(Material excerpted from a collection)

== Segment start ==

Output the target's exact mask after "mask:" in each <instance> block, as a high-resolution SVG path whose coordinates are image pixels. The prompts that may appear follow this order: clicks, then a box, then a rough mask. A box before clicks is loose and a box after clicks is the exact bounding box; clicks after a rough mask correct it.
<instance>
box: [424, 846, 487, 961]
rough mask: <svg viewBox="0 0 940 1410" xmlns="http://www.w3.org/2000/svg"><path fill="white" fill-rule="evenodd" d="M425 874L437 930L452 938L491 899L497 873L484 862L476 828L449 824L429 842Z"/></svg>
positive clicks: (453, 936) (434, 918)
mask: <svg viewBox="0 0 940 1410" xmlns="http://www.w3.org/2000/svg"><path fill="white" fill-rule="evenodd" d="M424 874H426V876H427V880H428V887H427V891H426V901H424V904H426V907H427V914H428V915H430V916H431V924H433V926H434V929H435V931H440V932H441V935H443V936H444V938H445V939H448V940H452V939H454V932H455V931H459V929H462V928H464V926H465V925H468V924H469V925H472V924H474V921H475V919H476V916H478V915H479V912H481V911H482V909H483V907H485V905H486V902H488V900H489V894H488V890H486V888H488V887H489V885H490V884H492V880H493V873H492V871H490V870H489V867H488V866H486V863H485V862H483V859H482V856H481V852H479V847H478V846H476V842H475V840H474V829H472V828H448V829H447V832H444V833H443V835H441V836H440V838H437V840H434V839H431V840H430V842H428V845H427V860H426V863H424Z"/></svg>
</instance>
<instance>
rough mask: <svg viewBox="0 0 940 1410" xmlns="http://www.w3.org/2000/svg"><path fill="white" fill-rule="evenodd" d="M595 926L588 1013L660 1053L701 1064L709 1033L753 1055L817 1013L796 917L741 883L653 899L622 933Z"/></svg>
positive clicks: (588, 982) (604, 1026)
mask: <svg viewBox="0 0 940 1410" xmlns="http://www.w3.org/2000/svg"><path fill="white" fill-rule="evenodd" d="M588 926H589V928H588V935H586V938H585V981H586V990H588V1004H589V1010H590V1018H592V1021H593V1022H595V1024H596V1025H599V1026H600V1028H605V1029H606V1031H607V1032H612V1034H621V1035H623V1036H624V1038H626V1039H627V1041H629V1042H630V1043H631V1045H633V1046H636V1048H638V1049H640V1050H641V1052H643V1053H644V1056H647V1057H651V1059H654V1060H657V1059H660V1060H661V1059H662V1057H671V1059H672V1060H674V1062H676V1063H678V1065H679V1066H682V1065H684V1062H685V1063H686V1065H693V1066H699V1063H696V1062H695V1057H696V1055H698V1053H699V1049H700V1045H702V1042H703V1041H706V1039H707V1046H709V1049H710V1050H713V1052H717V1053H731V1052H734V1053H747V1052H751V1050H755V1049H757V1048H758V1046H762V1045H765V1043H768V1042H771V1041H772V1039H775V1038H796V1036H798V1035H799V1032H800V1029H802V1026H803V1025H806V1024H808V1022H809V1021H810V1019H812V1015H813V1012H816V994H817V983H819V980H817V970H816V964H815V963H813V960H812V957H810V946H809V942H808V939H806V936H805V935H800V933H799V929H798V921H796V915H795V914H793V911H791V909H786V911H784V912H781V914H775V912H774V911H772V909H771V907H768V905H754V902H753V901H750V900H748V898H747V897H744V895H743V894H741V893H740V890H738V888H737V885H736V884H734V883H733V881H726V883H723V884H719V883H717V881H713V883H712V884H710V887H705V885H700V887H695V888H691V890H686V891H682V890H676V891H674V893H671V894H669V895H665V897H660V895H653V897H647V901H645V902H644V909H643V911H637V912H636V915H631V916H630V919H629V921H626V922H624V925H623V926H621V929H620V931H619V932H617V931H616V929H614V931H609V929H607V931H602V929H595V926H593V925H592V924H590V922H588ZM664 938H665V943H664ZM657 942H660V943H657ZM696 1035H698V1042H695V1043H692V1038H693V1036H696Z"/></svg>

== Segment end ==

- _Work task_
Rewrite the stretch from the start of the material through the line containing "positive clicks: (453, 936) (434, 918)", changing every "rough mask" to "coarse mask" and leaving everything else as is.

- _Answer to this exercise_
Output the target's exact mask after "mask:" in each <instance> block, as a high-resolution SVG path whose coordinates are image pixels. The prompts that may appear follow this order: clicks, then a box, then a coarse mask. A box before clicks is loose and a box after clicks is the exact bounding box; clicks after a coarse mask correct it.
<instance>
box: [424, 846, 487, 961]
coarse mask: <svg viewBox="0 0 940 1410" xmlns="http://www.w3.org/2000/svg"><path fill="white" fill-rule="evenodd" d="M425 874L437 930L452 938L491 899L497 873L484 862L476 828L449 824L429 842Z"/></svg>
positive clicks: (453, 936) (434, 918)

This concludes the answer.